EXCERPTED TEXT:
——————
This year’s publication in the leading German automobile club magazine ADAC, as well as several advertisements of the car maker Daimler AG, highlighted the 125-year history of the automobile. In part, it recalled the historic journey in 1888 of Bertha Benz and her 14- and 15-year-old sons Eugen and Richard from Mannheim to Pforzheim, in Germany, in a motorized tricycle. The Benz Patent Motorwagen, as the vehicle was called, was developed by her husband, Carl Benz, in Ladenburg, not far from Hocken-heim, and registered in 1886 at Germany’s Imperial Patent Office as a “vehicle with gasoline engine.” Historians consider this the first automobile, and it sowed the seeds for a new industry and the creation of many thousands of jobs.
As motor vehicles developed, so did the need for and importance of automotive lubrication. In the early 1930s, shortly after the company launch in 1929 of Willy Vogel Autozubehör GmbH in Berlin, the single-pressure centralized lubrication system for automobiles was introduced. It was a remarkable sales success in central Europe. However, over the ensuing decades the need for centralized lubrication applications in automobiles dwindled, thanks to modern materials, new bearing and seal technologies and heavy-duty lubricants. Intelligent centralized lubrication systems do continue to be used in the commercial vehicles sector – heavy trucks, buses and construction and agricultural machinery. Some of the lubrication tasks are handled by SKF CAN bus control units that are integrated into the machinery and adapt to its current work and stress conditions. Machinery used in automobile construction, including for cutting, punching, molding, drilling, finishing, grinding, assembling and testing, is still equipped with centralized lubrication systems. SKF is a leading and preferred supplier for many of these applications.
The rise of the automobile also sparked a desire for ever-more-powerful engines. The gasoline-fueled four-stroke internal combustion engine with spark ignition came out in 1876, followed in 1893 by the diesel-fueled two-stroke internal combustion engine without spark ignition, which created opportunities to power stationary and mobile applications as well as to drive ships, locomotives, trucks and cars. Industrial development experienced a sudden boom.
Rudolf Diesel was the man behind the diesel engine. His large-engine design offered particular benefits in terms of reliability and efficiency. In 1897, MAN in Augsburg, Germany, introduced the first production engine, a single-cylinder engine with 20 hp (15 kW), a 9.8-inch bore, 15.8-inch stroke and efficiency of 26.2% (fig. 1). In this engine, drip oilers were used for lubrication.
——————
DATASET EXCERPTS:
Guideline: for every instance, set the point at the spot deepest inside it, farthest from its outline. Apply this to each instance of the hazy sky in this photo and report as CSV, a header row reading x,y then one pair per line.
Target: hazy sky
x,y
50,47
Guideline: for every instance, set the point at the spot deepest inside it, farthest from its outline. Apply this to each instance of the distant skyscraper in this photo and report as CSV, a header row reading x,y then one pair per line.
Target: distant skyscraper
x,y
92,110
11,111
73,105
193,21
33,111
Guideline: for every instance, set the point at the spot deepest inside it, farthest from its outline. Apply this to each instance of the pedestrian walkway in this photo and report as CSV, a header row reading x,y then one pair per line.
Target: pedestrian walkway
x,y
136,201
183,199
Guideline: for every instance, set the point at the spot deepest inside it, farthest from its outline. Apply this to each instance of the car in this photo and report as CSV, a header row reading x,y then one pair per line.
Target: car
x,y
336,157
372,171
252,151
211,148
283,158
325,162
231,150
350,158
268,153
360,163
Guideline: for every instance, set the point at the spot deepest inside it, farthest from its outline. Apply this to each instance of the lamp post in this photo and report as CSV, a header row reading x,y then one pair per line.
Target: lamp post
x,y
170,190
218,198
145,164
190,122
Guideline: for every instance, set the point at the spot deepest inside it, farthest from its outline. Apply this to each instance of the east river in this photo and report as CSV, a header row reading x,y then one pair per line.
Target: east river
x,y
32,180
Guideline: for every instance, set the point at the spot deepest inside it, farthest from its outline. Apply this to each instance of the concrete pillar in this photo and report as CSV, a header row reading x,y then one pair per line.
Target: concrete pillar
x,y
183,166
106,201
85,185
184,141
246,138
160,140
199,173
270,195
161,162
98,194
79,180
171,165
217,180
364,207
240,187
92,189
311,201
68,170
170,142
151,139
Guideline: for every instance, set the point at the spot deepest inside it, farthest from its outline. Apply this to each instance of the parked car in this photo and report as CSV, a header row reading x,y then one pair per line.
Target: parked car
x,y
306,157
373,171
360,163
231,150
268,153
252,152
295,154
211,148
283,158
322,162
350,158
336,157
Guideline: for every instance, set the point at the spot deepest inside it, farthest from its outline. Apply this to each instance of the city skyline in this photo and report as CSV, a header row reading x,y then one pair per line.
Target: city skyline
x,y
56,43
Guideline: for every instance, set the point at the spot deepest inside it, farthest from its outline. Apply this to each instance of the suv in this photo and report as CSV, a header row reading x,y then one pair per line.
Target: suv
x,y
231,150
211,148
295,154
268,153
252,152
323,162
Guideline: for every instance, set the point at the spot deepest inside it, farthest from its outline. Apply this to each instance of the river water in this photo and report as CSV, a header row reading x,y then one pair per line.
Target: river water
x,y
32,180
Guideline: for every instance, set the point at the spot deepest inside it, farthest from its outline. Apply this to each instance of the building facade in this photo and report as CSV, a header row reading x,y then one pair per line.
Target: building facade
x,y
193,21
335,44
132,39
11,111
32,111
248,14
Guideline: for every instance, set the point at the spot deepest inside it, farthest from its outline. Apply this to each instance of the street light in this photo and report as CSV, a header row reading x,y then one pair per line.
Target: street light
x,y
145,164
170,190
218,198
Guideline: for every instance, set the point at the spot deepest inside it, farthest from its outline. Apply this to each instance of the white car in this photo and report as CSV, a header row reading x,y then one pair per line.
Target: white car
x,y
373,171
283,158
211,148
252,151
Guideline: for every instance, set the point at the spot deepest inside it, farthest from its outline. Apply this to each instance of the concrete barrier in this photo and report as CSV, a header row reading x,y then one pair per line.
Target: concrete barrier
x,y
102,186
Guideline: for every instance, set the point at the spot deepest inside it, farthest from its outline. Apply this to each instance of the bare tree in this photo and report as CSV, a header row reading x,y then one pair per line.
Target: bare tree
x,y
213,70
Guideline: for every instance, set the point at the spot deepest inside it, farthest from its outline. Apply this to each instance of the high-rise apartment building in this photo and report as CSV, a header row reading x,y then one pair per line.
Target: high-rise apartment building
——————
AIM A:
Answer each question from the text on early automobiles and lubrication:
(i) In what year did Bertha Benz and her sons make the journey from Mannheim to Pforzheim?
(ii) In what city and year was Willy Vogel Autozubehör GmbH launched?
(iii) What was used for lubrication in the first production engine that MAN introduced in 1897?
AIM B: Summarize the text on early automobiles and lubrication in two sentences.
Work from the text on early automobiles and lubrication only, not from the records.

FULL OUTPUT A:
(i) 1888
(ii) Berlin, 1929
(iii) Drip oilers

FULL OUTPUT B: The Benz Patent Motorwagen, developed by Carl Benz and registered in 1886, is considered the first automobile, and as motor vehicles developed, a single-pressure centralized lubrication system for automobiles was introduced in the early 1930s. Although the need for such systems in cars dwindled, centralized lubrication is still used in commercial vehicles and automobile-construction machinery, while the demand for more powerful engines led to the diesel engine, whose first production model MAN introduced in 1897.